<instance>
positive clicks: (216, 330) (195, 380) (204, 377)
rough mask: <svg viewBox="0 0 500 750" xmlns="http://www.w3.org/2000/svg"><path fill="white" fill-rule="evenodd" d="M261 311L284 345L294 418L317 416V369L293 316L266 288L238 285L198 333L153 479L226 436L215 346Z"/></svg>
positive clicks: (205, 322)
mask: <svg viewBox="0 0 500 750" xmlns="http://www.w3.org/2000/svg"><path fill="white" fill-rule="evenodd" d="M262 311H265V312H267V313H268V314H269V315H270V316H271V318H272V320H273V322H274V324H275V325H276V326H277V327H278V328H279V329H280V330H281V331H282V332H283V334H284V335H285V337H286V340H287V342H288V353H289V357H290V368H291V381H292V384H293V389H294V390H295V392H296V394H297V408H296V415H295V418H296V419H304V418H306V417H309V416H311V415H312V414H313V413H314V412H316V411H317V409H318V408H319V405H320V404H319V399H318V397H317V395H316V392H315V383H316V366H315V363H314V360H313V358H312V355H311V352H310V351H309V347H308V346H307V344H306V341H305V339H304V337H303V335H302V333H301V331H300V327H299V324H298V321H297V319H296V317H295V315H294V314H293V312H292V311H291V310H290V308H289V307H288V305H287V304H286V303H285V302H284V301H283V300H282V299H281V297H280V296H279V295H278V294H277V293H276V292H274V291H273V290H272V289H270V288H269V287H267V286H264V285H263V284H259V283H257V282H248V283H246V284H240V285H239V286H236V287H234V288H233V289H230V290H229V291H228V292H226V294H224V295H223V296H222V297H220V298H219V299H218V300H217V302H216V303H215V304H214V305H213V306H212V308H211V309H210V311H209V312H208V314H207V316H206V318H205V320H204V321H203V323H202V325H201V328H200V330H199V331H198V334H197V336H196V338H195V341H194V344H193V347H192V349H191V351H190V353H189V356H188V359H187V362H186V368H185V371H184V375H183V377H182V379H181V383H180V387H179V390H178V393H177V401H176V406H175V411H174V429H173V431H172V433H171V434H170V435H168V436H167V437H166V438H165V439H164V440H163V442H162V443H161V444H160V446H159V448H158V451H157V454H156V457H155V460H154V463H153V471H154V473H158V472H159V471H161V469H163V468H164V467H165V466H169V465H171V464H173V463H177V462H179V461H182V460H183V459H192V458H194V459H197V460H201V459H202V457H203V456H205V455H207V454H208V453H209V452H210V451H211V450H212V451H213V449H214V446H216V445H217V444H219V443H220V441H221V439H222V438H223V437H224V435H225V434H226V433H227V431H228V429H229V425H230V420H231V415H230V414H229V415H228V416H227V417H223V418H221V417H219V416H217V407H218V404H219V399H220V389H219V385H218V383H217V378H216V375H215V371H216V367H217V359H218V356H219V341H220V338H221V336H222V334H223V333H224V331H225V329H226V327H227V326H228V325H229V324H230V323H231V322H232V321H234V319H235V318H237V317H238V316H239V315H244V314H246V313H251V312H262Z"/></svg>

▸ What to work on: Copy all of the listing above exactly, please.

▸ Answer space:
<instance>
positive clicks: (216, 330) (195, 380) (204, 377)
rough mask: <svg viewBox="0 0 500 750" xmlns="http://www.w3.org/2000/svg"><path fill="white" fill-rule="evenodd" d="M261 311L284 345L294 418L317 416V369L293 316L266 288L238 285L198 333L153 479L226 436L215 346Z"/></svg>
positive clicks: (205, 322)
mask: <svg viewBox="0 0 500 750" xmlns="http://www.w3.org/2000/svg"><path fill="white" fill-rule="evenodd" d="M262 311H265V312H267V313H268V314H269V315H270V316H271V318H272V320H273V322H274V324H275V325H276V326H277V327H278V328H279V329H280V330H281V331H282V332H283V334H284V335H285V337H286V340H287V342H288V353H289V357H290V368H291V381H292V384H293V389H294V390H295V392H296V394H297V408H296V415H295V418H296V419H304V418H306V417H309V416H311V415H312V414H313V413H314V412H316V411H317V409H318V408H319V405H320V404H319V399H318V397H317V395H316V392H315V383H316V366H315V363H314V360H313V358H312V355H311V352H310V351H309V347H308V346H307V344H306V341H305V339H304V337H303V335H302V333H301V331H300V327H299V324H298V321H297V319H296V317H295V315H294V314H293V312H292V311H291V310H290V308H289V307H288V305H287V304H286V303H285V302H284V301H283V300H282V299H281V297H280V296H279V295H278V294H277V293H276V292H274V291H273V290H272V289H270V288H269V287H267V286H264V285H263V284H259V283H257V282H248V283H246V284H240V285H239V286H236V287H234V288H233V289H230V290H229V291H228V292H226V294H224V295H223V296H222V297H220V298H219V299H218V300H217V302H216V303H215V304H214V305H213V306H212V308H211V309H210V311H209V312H208V314H207V316H206V318H205V320H204V321H203V323H202V325H201V328H200V330H199V331H198V334H197V336H196V338H195V341H194V344H193V347H192V349H191V351H190V353H189V356H188V359H187V362H186V368H185V371H184V375H183V377H182V379H181V383H180V387H179V390H178V393H177V401H176V406H175V411H174V429H173V431H172V433H171V434H170V435H168V436H167V437H166V438H165V439H164V440H163V442H162V443H161V444H160V446H159V448H158V451H157V454H156V457H155V460H154V463H153V471H154V473H158V472H159V471H161V469H163V468H164V467H165V466H169V465H171V464H173V463H177V462H179V461H182V460H183V459H192V458H194V459H197V460H201V459H202V457H203V456H205V455H207V454H208V453H209V452H210V451H211V450H212V451H213V449H214V446H216V445H217V444H219V443H220V441H221V439H222V438H223V437H224V435H225V434H226V433H227V431H228V429H229V425H230V420H231V415H230V414H229V415H228V416H227V417H223V418H221V417H219V416H217V407H218V404H219V399H220V389H219V385H218V383H217V378H216V375H215V371H216V367H217V359H218V356H219V341H220V338H221V336H222V334H223V333H224V331H225V329H226V327H227V326H228V325H229V324H230V323H231V322H232V321H234V319H235V318H237V317H238V316H239V315H244V314H246V313H251V312H262Z"/></svg>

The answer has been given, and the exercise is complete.